Go through the listing below and show each line that has the word "head".

╭──

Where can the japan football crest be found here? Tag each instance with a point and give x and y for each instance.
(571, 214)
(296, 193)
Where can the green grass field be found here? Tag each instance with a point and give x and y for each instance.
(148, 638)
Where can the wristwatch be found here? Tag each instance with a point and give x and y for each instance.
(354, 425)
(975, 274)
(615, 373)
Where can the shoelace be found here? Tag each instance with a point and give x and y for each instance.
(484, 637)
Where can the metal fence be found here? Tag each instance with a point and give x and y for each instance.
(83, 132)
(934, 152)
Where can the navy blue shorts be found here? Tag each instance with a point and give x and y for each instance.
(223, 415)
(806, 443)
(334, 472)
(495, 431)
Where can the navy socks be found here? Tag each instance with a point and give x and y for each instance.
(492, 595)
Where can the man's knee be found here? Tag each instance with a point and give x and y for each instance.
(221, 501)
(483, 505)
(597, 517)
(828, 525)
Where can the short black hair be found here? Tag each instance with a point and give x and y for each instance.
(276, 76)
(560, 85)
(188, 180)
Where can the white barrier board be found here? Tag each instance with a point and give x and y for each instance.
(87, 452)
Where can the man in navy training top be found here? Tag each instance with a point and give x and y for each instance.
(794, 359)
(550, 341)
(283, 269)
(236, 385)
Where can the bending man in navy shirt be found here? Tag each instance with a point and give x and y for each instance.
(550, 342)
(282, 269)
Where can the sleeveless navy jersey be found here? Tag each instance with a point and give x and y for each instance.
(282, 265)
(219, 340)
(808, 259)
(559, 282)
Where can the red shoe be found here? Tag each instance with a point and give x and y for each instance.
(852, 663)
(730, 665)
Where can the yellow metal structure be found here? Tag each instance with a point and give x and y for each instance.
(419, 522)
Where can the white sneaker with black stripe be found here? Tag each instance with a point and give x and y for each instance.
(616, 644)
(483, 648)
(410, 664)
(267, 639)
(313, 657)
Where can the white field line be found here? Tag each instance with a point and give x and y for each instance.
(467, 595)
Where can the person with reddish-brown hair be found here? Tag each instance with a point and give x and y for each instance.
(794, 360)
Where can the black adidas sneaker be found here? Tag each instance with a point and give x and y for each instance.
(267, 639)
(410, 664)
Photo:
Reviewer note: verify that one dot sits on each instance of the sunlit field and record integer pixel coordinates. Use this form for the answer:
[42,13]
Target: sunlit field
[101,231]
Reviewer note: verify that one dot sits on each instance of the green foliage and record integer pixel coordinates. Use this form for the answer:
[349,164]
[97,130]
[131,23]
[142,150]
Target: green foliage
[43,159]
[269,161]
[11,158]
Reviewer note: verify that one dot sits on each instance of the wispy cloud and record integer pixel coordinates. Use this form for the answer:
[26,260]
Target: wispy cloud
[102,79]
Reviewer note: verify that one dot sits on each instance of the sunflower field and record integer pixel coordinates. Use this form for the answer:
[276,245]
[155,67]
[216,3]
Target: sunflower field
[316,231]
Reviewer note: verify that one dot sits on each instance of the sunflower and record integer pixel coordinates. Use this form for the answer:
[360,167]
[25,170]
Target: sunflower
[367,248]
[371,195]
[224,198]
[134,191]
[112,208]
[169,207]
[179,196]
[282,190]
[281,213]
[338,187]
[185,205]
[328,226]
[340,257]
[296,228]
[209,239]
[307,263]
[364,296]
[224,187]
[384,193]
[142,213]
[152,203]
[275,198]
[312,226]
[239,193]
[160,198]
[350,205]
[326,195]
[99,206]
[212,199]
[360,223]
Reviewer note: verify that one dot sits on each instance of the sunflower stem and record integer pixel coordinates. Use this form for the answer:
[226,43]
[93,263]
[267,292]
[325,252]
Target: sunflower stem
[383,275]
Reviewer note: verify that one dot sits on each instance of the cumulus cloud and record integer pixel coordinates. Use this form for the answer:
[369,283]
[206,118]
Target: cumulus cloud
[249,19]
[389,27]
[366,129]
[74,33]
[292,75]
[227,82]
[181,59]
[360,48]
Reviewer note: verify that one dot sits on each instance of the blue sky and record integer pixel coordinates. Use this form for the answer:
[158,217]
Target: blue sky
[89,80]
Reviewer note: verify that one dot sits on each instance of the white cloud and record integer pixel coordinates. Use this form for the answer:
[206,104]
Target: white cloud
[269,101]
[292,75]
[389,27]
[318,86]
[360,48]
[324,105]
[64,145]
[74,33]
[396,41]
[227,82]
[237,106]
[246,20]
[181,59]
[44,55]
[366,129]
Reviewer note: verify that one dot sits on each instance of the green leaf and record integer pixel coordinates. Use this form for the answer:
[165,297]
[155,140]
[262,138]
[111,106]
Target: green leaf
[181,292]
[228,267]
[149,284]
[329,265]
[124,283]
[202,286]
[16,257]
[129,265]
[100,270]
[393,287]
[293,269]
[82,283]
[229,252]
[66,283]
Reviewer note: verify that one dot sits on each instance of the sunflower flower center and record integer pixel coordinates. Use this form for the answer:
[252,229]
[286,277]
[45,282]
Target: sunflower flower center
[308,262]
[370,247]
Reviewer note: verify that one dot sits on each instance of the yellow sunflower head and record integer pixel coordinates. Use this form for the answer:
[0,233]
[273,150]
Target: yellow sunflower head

╰──

# Solution for this task
Reviewer note: verify that one dot sits on each instance of the yellow sunflower head and record integer pixel coordinates. Use this form for the answer:
Target: yellow sunflower head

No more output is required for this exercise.